ARTICLE
BEGIN

Matt Dillon wrote:
> :What "this", exactly?
> :
> :That "virtual wire" mode is actually a bad idea for some
> :applications -- specifically, high speed networking with
> :multiple gigabit ethernet cards?
>
> All the cpu's don't get the interrupt, only one does.
I think that you will end up taking an IPI (Inter Processor
Interrupt) to shoot down the cache line during an invalidate
cycle, when moving an interrupt processing thread from one
CPU to another. For multiple high speed interfaces (disk or
network; doesn't matter), you will end up burining a *lot*
of time, without a lockdown.
You might be able to avoid this by doing some of the tricks
I've discussed with Alfred to ensure that there is no lock
contention in the non-migratory case for KSEs (or kernel
interrupt threads) to handle per CPU scheduling, but I
think that the interrupt masking will end up being very hard
to manage, and you will get the same effect as locking the
interrupt to a particular CPU... if you asre lucky.
Any case which _did_ invoke a lock and resulted in contention
would require at least a barrier instruction; I guess you
could do it in a non-cacheable page to avoid the TLB
interaction, and another IPI for an update or invalidate
cycle for the lock, but then you are limited to memory speed,
which is getting down to around a factor of 10 (133MHz) slower
than CPU speed, these days, and that's actually one heck of a
stall hit to take.
> :That Microsoft demonstrated that wiring down interrupts
> :to a particular CPU was a good idea, and kicked both Linux'
> :and FreeBSD's butt in the test at ZD Labs?

END

GIVEN TASK 1
In the post, what does the abbreviation IPI stand for?
The post above has no connection to the listing that follows it.

RECORD EXTRACTS
BEGIN

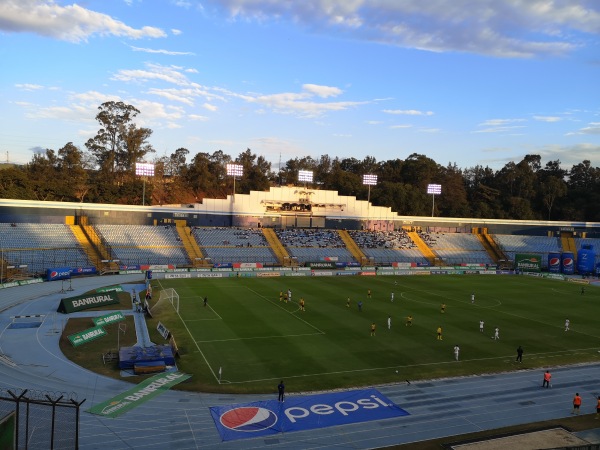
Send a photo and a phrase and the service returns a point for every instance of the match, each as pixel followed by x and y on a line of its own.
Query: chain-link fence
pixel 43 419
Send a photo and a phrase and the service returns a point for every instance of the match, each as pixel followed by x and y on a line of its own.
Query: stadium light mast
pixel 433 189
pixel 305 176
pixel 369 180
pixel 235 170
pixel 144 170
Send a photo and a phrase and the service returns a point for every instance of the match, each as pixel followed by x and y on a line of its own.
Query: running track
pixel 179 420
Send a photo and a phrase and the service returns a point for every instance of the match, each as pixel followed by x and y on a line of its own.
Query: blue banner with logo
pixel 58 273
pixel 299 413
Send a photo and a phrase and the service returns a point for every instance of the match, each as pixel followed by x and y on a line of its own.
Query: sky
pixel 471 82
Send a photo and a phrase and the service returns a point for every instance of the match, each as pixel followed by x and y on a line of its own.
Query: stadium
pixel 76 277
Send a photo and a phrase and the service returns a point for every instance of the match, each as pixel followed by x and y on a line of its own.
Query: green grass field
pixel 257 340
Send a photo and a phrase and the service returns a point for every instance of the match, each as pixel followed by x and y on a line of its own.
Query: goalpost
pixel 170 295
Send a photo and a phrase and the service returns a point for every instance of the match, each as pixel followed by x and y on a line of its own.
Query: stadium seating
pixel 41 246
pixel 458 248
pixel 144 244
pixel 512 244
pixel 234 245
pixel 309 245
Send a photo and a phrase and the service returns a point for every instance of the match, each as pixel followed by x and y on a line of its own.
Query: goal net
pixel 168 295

END

GIVEN TASK 2
Report every line of the listing that contains the string "Query", treating uppercase and lowercase letters as different.

RIGHT ANSWER 1
Inter Processor Interrupt.

RIGHT ANSWER 2
Query: chain-link fence
Query: stadium light mast
Query: running track
Query: blue banner with logo
Query: sky
Query: stadium
Query: green grass field
Query: goalpost
Query: stadium seating
Query: goal net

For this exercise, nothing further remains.